>> START THE INPUT

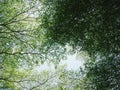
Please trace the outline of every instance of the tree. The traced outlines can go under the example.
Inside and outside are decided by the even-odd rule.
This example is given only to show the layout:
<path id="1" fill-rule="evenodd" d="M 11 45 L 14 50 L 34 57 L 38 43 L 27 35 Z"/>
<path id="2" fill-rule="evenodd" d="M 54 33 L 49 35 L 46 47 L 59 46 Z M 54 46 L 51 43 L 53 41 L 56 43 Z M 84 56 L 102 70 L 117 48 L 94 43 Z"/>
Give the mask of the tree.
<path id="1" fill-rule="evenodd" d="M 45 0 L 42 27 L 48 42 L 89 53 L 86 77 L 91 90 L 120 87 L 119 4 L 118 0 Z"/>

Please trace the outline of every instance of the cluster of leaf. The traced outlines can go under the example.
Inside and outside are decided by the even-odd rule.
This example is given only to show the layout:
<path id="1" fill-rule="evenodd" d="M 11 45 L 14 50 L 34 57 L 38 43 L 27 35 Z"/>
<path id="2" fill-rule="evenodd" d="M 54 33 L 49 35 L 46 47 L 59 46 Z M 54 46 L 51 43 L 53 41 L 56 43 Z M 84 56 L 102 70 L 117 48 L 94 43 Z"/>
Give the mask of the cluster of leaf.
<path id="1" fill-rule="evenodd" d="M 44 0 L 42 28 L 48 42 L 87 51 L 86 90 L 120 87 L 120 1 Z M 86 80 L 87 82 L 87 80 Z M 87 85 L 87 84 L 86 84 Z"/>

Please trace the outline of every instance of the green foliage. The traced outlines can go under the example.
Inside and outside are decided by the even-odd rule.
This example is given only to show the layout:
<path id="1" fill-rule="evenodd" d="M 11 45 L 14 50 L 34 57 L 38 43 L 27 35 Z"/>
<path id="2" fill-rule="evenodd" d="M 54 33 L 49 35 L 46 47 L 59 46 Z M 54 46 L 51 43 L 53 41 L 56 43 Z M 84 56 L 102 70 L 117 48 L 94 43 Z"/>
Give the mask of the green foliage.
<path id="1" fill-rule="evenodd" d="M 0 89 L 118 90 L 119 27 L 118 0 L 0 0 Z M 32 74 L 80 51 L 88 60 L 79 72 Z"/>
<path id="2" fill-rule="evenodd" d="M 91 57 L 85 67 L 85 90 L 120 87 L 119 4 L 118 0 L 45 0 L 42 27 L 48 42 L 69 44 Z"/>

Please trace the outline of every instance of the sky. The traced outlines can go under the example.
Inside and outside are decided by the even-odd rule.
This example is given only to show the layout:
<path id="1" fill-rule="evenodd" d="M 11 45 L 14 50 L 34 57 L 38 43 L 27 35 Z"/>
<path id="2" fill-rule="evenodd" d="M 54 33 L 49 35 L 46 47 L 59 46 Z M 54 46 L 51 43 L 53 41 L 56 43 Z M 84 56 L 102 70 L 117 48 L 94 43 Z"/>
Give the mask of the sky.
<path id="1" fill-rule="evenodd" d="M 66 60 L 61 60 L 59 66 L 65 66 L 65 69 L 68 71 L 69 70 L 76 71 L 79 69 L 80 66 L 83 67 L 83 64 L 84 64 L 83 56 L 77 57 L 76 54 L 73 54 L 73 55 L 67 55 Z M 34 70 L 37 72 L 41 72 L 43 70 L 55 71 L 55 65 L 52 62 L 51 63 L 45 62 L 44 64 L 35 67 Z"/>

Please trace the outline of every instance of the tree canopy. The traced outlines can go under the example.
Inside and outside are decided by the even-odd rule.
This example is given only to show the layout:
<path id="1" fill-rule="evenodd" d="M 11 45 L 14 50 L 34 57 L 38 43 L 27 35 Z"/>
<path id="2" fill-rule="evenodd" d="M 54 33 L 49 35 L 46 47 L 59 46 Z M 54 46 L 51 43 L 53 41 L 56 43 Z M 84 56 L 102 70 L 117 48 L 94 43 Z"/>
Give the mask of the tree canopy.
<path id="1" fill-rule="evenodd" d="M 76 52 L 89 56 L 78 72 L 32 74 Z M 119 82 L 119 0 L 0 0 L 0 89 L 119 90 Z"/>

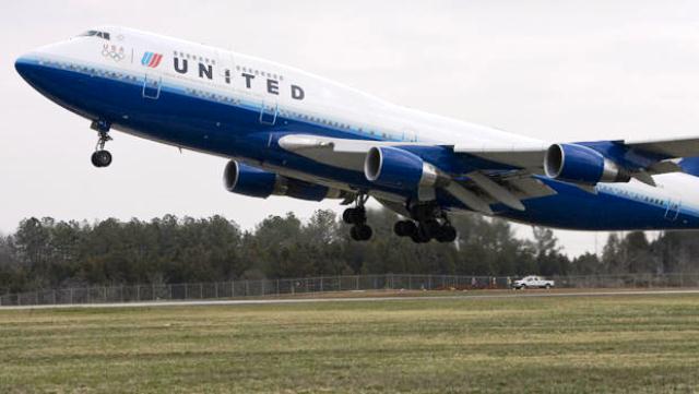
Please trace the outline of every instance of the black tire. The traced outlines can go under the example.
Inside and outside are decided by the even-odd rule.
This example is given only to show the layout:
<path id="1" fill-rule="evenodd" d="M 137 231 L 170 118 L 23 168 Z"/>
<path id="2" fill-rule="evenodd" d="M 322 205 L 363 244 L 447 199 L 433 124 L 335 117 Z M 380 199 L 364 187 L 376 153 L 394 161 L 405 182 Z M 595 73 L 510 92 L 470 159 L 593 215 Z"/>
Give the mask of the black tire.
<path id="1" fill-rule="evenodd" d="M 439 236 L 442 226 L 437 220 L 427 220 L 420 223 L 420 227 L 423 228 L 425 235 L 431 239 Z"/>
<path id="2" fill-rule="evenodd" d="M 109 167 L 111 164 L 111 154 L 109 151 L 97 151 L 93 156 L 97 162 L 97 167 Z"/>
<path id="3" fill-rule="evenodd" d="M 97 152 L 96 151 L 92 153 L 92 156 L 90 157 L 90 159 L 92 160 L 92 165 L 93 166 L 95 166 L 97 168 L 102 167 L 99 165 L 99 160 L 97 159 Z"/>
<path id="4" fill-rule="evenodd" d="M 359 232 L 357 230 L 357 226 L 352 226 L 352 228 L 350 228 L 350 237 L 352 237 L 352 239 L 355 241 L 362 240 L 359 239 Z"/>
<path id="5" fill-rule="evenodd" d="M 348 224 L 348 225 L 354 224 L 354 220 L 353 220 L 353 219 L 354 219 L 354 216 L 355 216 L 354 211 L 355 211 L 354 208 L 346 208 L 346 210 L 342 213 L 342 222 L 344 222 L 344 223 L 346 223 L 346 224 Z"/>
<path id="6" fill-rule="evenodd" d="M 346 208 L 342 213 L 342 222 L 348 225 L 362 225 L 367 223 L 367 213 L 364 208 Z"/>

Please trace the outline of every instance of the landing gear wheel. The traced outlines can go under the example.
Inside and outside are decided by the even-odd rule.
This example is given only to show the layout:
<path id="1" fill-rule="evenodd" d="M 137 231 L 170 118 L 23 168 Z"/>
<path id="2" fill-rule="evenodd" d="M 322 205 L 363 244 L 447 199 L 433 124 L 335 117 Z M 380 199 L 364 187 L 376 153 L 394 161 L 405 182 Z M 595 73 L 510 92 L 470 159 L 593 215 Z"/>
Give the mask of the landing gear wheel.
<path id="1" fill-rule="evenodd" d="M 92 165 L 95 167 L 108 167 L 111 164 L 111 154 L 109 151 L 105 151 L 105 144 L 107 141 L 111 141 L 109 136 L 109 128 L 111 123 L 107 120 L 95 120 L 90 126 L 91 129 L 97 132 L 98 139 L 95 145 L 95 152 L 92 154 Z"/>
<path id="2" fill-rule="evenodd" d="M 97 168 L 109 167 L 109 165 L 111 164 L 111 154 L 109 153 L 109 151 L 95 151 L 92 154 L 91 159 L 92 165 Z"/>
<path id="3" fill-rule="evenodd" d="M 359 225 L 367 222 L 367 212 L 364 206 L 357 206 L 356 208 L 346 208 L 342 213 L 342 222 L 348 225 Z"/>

>> END THE INPUT

## WRITTEN PROBLEM:
Rewrite every entry above with "traced outlines" changed to "drawn outlines" and nothing else altered, leaving out the pictures.

## WRITTEN SOLUTION:
Please trace the outline of every instance of the tree. The drawn outlines can go under the example.
Inside and outside are decided by the even-odd rule.
This example is given only to show the layout:
<path id="1" fill-rule="evenodd" d="M 11 45 L 14 50 L 34 57 L 38 43 L 27 35 Z"/>
<path id="2" fill-rule="evenodd" d="M 54 33 L 49 35 L 46 47 L 59 46 Z M 54 46 L 51 43 L 53 41 L 56 43 Z M 84 56 L 102 70 L 117 48 L 94 43 Z"/>
Give the mask of the tree.
<path id="1" fill-rule="evenodd" d="M 45 0 L 42 27 L 48 42 L 89 53 L 86 77 L 91 90 L 120 87 L 119 4 L 118 0 Z"/>

Please trace the outline of every instance of the cluster of leaf. The drawn outlines can go under the example.
Inside and outside are decided by the even-odd rule.
This example is given only to show the layout:
<path id="1" fill-rule="evenodd" d="M 11 45 L 14 50 L 34 57 L 38 43 L 27 35 Z"/>
<path id="2" fill-rule="evenodd" d="M 54 33 L 49 35 L 46 47 L 59 46 Z M 54 46 L 51 43 L 53 41 L 56 43 Z M 84 56 L 102 70 L 117 48 L 94 43 Z"/>
Give the mask of the cluster of leaf.
<path id="1" fill-rule="evenodd" d="M 44 0 L 42 28 L 48 42 L 87 51 L 86 90 L 120 87 L 120 1 Z M 86 80 L 87 82 L 87 80 Z M 87 85 L 87 84 L 86 84 Z"/>

Please trace the outline of every instance of the green foliage. The drawn outlines can go under the example.
Inside and outside are decided by the even-odd rule.
This example is given only to show the layout:
<path id="1" fill-rule="evenodd" d="M 11 45 L 14 50 L 34 57 L 38 43 L 27 35 Z"/>
<path id="2" fill-rule="evenodd" d="M 54 33 L 49 35 L 46 47 L 59 46 Z M 54 46 L 51 43 L 53 41 L 56 43 Z M 84 56 L 102 70 L 117 48 L 94 43 Z"/>
Give the mask of the green foliage.
<path id="1" fill-rule="evenodd" d="M 0 89 L 118 90 L 119 27 L 118 0 L 0 0 Z M 32 74 L 80 51 L 88 60 L 79 72 Z"/>
<path id="2" fill-rule="evenodd" d="M 91 57 L 85 67 L 85 90 L 120 87 L 119 4 L 118 0 L 45 0 L 42 27 L 48 42 L 69 44 Z"/>

Please trace the outline of every instance of the sky. The drawn outlines can go under the example.
Inside and outside are decided by the even-odd rule.
This example is given only to show the layout:
<path id="1" fill-rule="evenodd" d="M 11 45 L 14 50 L 34 57 L 38 43 L 27 35 Z"/>
<path id="2" fill-rule="evenodd" d="M 54 33 L 49 35 L 46 47 L 59 46 Z M 54 46 L 51 43 L 53 41 L 56 43 Z M 84 56 L 102 70 L 117 48 L 94 43 Z"/>
Give the mask of the sky.
<path id="1" fill-rule="evenodd" d="M 66 60 L 61 60 L 59 66 L 65 66 L 65 69 L 68 71 L 69 70 L 76 71 L 79 69 L 80 66 L 83 67 L 83 64 L 84 64 L 83 56 L 77 57 L 76 54 L 73 54 L 73 55 L 67 55 Z M 34 70 L 37 72 L 41 72 L 43 70 L 55 71 L 55 65 L 52 62 L 51 63 L 45 62 L 44 64 L 35 67 Z"/>

Please trace the outline of every instance of the tree canopy. The drawn outlines can go under the example.
Inside and outside are decided by the even-odd rule.
This example is given only to show the layout:
<path id="1" fill-rule="evenodd" d="M 11 45 L 14 50 L 34 57 L 38 43 L 27 35 Z"/>
<path id="2" fill-rule="evenodd" d="M 54 33 L 49 35 L 46 47 L 59 46 Z M 54 46 L 51 43 L 53 41 L 56 43 Z M 84 56 L 102 70 L 117 48 L 94 43 Z"/>
Give the mask of the tree canopy.
<path id="1" fill-rule="evenodd" d="M 76 52 L 89 56 L 78 72 L 32 74 Z M 119 82 L 119 0 L 0 0 L 0 89 L 119 90 Z"/>

Please trace the outline of every instance of the black tire. The drawn outlines can go under the example.
Inside and outside are decided by the even-odd rule.
This example is given only to show the layout:
<path id="1" fill-rule="evenodd" d="M 137 231 L 170 118 L 23 168 Z"/>
<path id="2" fill-rule="evenodd" d="M 322 205 L 363 244 L 447 199 L 433 124 L 335 117 Z M 380 199 L 364 187 L 376 153 L 394 161 L 405 182 Z M 595 73 L 510 92 L 470 159 L 593 215 Z"/>
Give the mask of the black tire.
<path id="1" fill-rule="evenodd" d="M 439 236 L 442 226 L 437 220 L 427 220 L 420 223 L 420 227 L 423 228 L 425 235 L 431 239 Z"/>
<path id="2" fill-rule="evenodd" d="M 109 167 L 111 164 L 111 154 L 109 151 L 97 151 L 93 156 L 97 162 L 97 167 Z"/>
<path id="3" fill-rule="evenodd" d="M 97 152 L 96 151 L 92 153 L 92 156 L 90 157 L 90 159 L 92 160 L 92 165 L 93 166 L 95 166 L 97 168 L 102 167 L 99 165 L 99 160 L 97 159 Z"/>
<path id="4" fill-rule="evenodd" d="M 359 232 L 357 230 L 357 226 L 352 226 L 352 228 L 350 228 L 350 237 L 352 237 L 352 239 L 355 241 L 362 240 L 359 239 Z"/>
<path id="5" fill-rule="evenodd" d="M 348 224 L 348 225 L 354 224 L 354 220 L 353 220 L 353 219 L 354 219 L 354 216 L 355 216 L 354 211 L 355 211 L 354 208 L 346 208 L 346 210 L 342 213 L 342 222 L 344 222 L 344 223 L 346 223 L 346 224 Z"/>
<path id="6" fill-rule="evenodd" d="M 346 208 L 342 213 L 342 222 L 348 225 L 362 225 L 367 223 L 367 213 L 364 208 Z"/>

Please trace the outline of every instance of the landing gear wheel. The drawn outlines can go under the example.
Inside and outside are decided by the even-odd rule.
This example is given only to show the layout:
<path id="1" fill-rule="evenodd" d="M 137 231 L 170 118 L 23 168 Z"/>
<path id="2" fill-rule="evenodd" d="M 322 205 L 363 244 L 447 199 L 433 124 L 335 117 Z M 380 199 L 364 187 L 376 153 L 394 161 L 405 182 Z M 595 73 L 510 92 L 470 159 L 593 215 Z"/>
Give the mask of the landing gear wheel.
<path id="1" fill-rule="evenodd" d="M 92 165 L 95 167 L 108 167 L 111 164 L 111 154 L 109 151 L 105 151 L 105 144 L 107 141 L 111 141 L 109 136 L 109 128 L 111 123 L 107 120 L 95 120 L 90 126 L 91 129 L 97 132 L 98 139 L 95 145 L 95 152 L 92 154 Z"/>
<path id="2" fill-rule="evenodd" d="M 97 168 L 109 167 L 109 165 L 111 164 L 111 154 L 109 153 L 109 151 L 95 151 L 92 154 L 91 159 L 92 165 Z"/>
<path id="3" fill-rule="evenodd" d="M 359 225 L 367 222 L 367 212 L 364 206 L 357 206 L 356 208 L 346 208 L 342 213 L 342 222 L 348 225 Z"/>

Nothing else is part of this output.